───── Selected passage ─────
We may imagine a homeless person as someone who was evacuated from Sears Lane in Burlington or a person sitting on the sidewalk with a sign asking for money, but statistics tell us most homeless people in Vermont are children and families.
The U.S. Department of Housing and Urban Development estimates 2,591 people in Vermont were homeless on any given day in 2021. This number is based on a “point in time count” that is done once a year; it includes people in shelters or motels, but not people who are couch-surﬁng or sleeping in cars. The U.S. Department of Education estimates 1,006 Vermont public school students experienced homelessness during the year 2021.
One of the biggest contributing factors to homelessness is domestic violence. When a person leaves an abusive situation taking children with them, they might ﬁnd shelter couch-surﬁng, living with family or friends, or sleeping with their children in the car — even in winter. Here is a story from COTS (Burlington’s Committee on Temporary Shelter):
“Samantha” and her children came to COTS after ﬂeeing a domestic abuse situation. She was scared and suﬀering from compounding traumas.
Samantha’s COTS housing navigator empathized with and supported her because she was also a survivor of domestic violence. Ultimately, Samantha received job training, aﬀordable childcare, and was able to heal and move on with her children to a sustainable permanent housing situation.
─────
Work to be completed - Write the next part of the passage on homelessness in Vermont, beginning right after its last sentence.
───── Provided information ─────
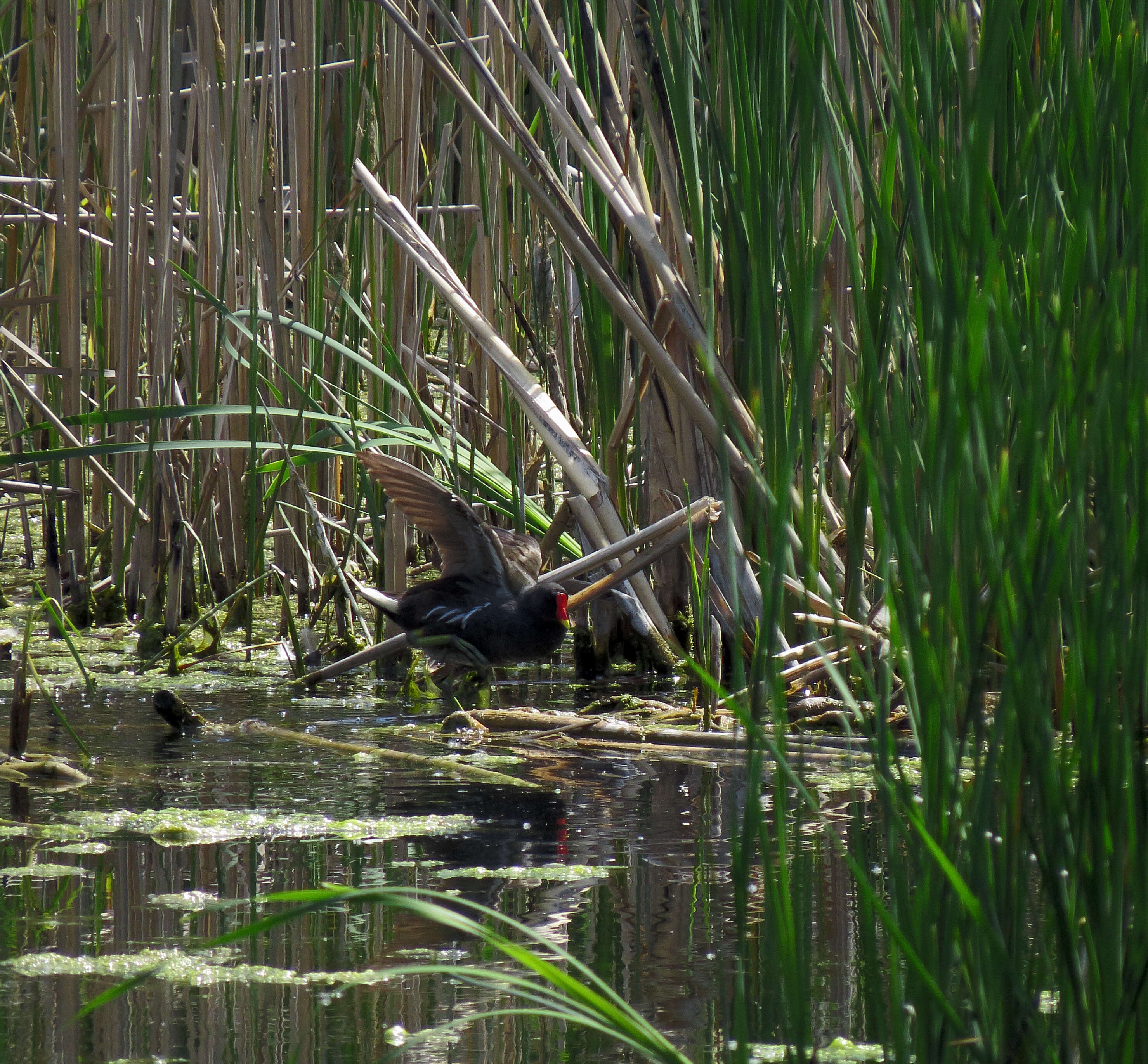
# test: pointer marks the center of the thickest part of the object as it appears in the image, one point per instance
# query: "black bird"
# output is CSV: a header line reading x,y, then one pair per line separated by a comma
x,y
488,608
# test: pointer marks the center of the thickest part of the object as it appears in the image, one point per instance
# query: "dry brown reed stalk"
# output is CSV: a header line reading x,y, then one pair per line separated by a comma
x,y
197,204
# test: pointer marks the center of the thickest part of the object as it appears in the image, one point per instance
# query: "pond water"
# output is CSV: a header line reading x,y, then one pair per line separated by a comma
x,y
652,912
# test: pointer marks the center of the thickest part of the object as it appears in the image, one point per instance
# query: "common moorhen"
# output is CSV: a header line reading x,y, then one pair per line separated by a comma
x,y
488,608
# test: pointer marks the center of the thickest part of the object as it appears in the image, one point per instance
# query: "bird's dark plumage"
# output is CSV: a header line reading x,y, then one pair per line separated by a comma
x,y
487,608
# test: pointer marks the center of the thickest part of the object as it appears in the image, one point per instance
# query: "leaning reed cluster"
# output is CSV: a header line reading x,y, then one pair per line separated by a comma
x,y
873,275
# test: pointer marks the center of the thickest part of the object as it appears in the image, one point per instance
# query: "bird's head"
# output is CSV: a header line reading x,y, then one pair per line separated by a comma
x,y
550,603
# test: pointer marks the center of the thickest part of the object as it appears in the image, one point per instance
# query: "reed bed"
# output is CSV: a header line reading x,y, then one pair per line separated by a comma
x,y
872,275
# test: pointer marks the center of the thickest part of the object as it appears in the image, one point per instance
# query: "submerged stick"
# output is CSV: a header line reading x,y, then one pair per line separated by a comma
x,y
470,773
536,724
387,649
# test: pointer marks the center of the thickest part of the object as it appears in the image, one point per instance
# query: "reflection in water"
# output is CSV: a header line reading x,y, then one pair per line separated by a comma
x,y
659,927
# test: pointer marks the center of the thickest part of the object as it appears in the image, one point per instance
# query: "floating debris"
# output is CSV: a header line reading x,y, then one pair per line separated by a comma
x,y
80,849
44,872
174,966
189,901
841,1050
205,827
540,873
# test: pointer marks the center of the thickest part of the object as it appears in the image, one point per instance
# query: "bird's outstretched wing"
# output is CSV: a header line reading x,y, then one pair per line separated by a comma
x,y
465,544
524,558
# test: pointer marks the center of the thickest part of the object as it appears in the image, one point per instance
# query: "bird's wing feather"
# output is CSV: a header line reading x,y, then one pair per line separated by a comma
x,y
464,542
524,558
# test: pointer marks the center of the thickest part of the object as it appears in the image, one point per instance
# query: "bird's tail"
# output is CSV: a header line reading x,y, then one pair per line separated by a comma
x,y
382,602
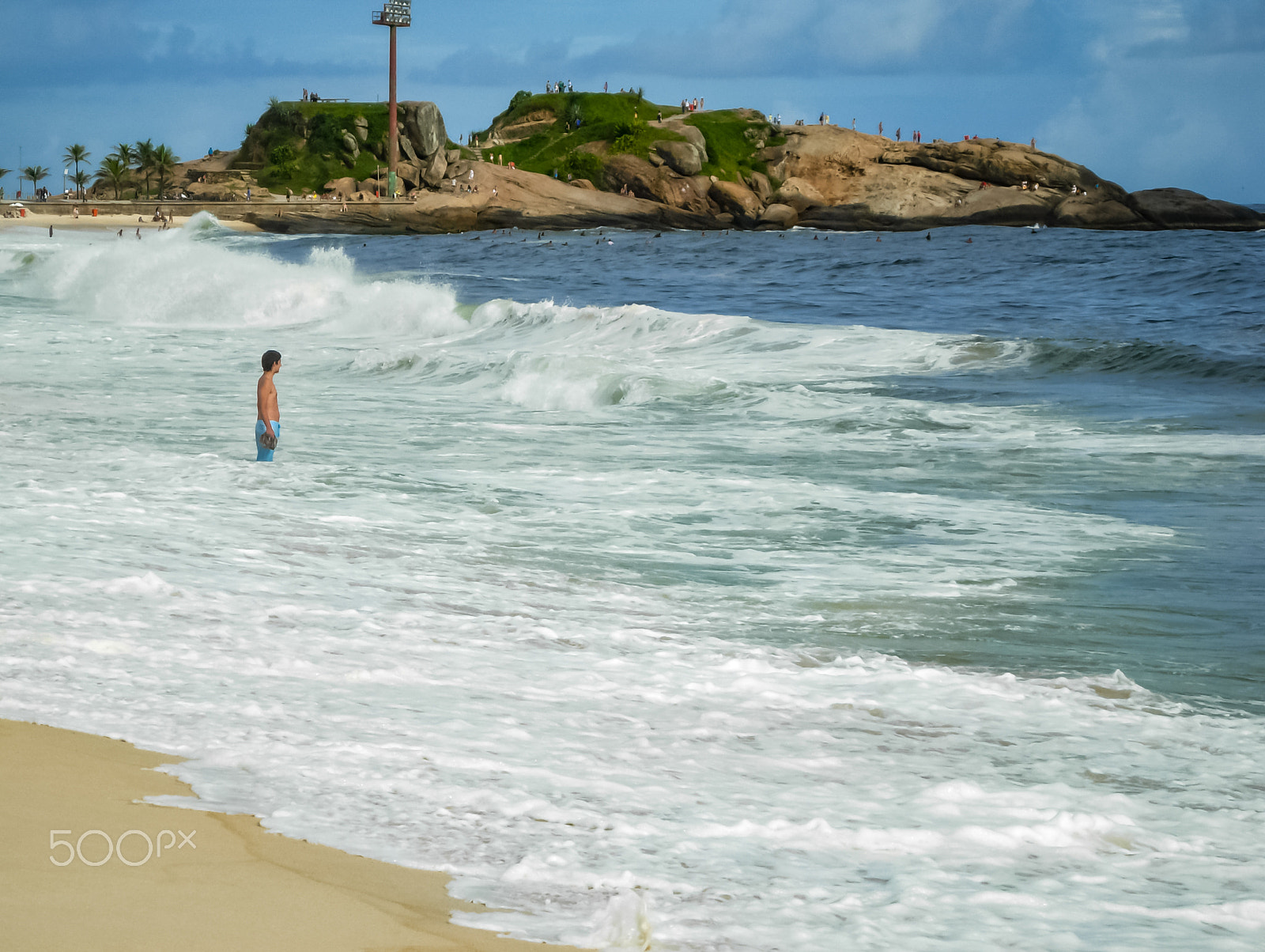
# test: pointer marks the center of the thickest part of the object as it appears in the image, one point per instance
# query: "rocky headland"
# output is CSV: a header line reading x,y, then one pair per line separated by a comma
x,y
567,161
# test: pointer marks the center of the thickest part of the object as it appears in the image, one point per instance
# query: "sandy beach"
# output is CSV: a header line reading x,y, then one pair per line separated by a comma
x,y
221,882
113,221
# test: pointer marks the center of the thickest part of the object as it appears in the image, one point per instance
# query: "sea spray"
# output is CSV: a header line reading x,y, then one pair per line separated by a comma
x,y
810,634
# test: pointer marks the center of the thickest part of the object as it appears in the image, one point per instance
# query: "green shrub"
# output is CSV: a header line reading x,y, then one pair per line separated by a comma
x,y
582,164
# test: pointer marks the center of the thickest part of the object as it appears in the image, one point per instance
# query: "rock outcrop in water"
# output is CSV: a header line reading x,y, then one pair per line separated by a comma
x,y
727,170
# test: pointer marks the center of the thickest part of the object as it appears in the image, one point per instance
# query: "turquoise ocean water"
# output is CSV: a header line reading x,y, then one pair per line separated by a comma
x,y
721,593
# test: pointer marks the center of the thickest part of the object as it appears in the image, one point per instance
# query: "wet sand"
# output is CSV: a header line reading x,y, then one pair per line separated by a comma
x,y
231,886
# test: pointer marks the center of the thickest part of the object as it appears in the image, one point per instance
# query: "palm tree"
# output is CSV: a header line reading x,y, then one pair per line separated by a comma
x,y
145,160
76,155
36,174
113,172
164,164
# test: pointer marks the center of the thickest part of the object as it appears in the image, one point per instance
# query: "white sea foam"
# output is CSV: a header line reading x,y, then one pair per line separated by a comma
x,y
568,602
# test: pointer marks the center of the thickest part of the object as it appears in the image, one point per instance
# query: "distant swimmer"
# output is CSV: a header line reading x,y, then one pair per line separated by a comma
x,y
267,427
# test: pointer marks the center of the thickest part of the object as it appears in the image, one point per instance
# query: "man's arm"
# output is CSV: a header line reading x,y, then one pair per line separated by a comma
x,y
262,394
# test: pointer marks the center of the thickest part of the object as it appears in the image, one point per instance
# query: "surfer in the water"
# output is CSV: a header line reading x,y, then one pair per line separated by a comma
x,y
267,427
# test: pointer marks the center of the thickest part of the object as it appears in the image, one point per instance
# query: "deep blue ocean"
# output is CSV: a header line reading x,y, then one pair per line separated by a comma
x,y
1154,342
718,593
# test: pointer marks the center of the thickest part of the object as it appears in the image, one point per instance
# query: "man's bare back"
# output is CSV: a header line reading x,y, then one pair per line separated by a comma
x,y
267,425
269,408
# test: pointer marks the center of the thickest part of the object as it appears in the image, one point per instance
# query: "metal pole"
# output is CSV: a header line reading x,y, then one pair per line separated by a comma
x,y
395,133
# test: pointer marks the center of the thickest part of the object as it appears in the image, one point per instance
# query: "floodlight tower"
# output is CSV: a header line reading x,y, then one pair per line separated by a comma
x,y
395,13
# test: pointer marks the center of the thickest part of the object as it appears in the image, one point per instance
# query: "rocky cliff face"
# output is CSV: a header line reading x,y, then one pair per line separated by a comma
x,y
820,176
844,179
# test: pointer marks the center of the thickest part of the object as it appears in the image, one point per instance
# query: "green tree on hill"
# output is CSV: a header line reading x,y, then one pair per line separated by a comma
x,y
145,160
36,175
76,155
126,153
113,172
164,162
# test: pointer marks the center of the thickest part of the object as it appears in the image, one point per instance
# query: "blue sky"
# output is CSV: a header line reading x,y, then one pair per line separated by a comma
x,y
1148,93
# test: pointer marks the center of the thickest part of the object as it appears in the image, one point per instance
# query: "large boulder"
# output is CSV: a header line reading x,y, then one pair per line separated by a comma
x,y
424,126
761,185
408,151
1088,212
735,199
1178,208
410,172
682,157
436,168
780,217
799,194
999,162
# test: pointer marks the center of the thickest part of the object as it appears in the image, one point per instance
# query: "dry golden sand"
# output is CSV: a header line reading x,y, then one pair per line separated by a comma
x,y
107,223
240,888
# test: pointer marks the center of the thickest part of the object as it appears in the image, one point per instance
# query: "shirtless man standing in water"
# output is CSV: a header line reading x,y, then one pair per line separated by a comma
x,y
269,423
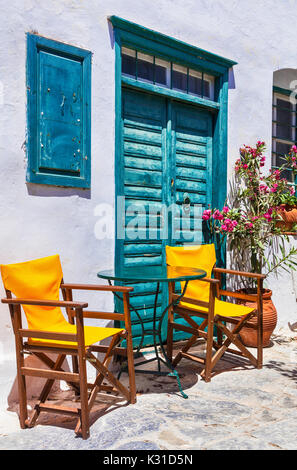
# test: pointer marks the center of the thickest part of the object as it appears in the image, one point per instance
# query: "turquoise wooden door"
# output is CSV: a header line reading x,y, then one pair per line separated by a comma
x,y
166,163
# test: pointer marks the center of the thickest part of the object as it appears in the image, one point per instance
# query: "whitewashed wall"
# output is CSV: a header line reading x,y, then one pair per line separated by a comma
x,y
37,220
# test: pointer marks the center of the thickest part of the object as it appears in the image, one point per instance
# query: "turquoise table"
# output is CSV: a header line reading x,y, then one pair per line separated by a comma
x,y
155,274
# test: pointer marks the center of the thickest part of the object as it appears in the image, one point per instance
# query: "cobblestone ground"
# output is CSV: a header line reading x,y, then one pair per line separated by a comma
x,y
241,408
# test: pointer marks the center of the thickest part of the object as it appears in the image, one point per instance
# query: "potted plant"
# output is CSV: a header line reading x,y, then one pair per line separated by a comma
x,y
287,212
249,224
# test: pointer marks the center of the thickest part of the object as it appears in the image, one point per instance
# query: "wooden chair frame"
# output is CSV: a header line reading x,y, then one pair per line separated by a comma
x,y
210,320
77,379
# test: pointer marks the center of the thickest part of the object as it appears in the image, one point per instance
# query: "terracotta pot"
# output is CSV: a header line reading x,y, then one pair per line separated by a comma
x,y
249,335
289,216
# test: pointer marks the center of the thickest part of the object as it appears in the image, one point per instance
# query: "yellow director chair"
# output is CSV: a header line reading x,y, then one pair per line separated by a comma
x,y
203,299
36,284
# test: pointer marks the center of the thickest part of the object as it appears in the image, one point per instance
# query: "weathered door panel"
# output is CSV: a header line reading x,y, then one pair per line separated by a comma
x,y
166,158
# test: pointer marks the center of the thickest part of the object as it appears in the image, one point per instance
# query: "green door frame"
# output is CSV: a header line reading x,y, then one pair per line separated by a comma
x,y
145,40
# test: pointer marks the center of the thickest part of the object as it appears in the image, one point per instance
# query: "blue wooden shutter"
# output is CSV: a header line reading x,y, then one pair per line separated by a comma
x,y
59,134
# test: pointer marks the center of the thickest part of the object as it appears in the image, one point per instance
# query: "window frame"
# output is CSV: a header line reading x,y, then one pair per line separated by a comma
x,y
134,36
282,93
36,43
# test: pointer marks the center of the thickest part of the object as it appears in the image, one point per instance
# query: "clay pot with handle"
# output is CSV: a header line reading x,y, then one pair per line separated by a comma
x,y
249,335
289,215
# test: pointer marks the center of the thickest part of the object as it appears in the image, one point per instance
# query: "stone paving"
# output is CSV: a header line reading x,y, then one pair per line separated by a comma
x,y
241,408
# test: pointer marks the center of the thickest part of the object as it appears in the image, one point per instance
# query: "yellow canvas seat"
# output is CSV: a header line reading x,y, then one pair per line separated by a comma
x,y
203,299
93,334
36,285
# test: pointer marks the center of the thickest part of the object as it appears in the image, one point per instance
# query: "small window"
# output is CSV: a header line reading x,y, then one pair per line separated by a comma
x,y
59,113
162,72
152,69
128,62
179,78
283,130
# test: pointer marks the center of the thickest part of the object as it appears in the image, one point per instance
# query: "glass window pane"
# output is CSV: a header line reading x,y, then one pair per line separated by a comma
x,y
162,72
284,116
179,78
128,62
145,67
195,82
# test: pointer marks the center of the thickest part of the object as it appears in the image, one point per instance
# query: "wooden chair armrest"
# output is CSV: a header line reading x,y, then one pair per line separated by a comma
x,y
239,273
124,289
45,303
210,280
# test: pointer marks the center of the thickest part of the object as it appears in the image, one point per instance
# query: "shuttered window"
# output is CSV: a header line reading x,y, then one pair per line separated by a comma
x,y
284,127
59,114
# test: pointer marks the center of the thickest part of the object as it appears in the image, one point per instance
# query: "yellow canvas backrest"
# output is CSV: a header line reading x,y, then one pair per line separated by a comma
x,y
39,279
193,256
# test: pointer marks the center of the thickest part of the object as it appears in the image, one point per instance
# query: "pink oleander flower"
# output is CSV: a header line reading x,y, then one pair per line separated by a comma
x,y
268,217
217,215
263,188
206,214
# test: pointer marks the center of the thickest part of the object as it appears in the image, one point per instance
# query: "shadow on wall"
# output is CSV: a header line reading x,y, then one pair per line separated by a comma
x,y
41,190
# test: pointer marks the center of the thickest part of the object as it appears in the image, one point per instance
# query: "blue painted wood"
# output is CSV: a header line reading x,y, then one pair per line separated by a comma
x,y
195,153
209,104
150,41
58,113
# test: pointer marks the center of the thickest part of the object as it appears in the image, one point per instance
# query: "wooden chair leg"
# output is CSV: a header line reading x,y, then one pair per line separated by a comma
x,y
45,391
83,386
209,346
23,411
130,357
131,370
260,324
209,339
21,379
169,342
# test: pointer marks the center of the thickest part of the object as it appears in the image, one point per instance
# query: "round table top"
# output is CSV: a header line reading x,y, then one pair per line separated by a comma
x,y
153,274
─────
Answer below -
When a person becomes homeless, it is diﬃcult to ﬁnd new housing, hold a job, provide consistent parenting and even beneﬁt from government subsidies. Finding a new place to live is very challenging because Vermont’s rental availability rate is low, and the rents are high. A worker who earns the minimum wage of $2,100 per month can aﬀord 30 percent on housing, $650 per month. This would not pay for a one-bedroom, market-rate apartment that costs $979 per month. Instead, a person who earns the minimum wage would need subsidized housing, and without a mailing address, they could not receive welfare or subsidy checks. At current rental rates, rent would consume 60 to 80 percent of a person’s income, leaving them vulnerable to eviction in the event of unforeseen car troubles or medical expenses. The cost of childcare, combined with the unpredictability of pandemic school closures, has made it diﬃcult for single parents to hold down a job without paid time oﬀ. Here is a story from Vermont Interfaith Action:
“Jane” was living in the Northeast Kingdom with her two young children, working and barely scraping by, paying well over 50 percent of her income for rent. Her apartment was poorly maintained by the landlord, with a leaking roof, mold, giant cockroaches and peeling paint, but there were no other apartments available that she could aﬀord. She had experienced a period of homelessness as a child and was determined to keep her children from becoming homeless. The tipping point came when she discovered her daughter’s lead level was elevated. She left the apartment and settled her children in a nearby relative’s home so they could continue with consistent childcare and school. She became homeless, sheltered in a motel two hours away from her children.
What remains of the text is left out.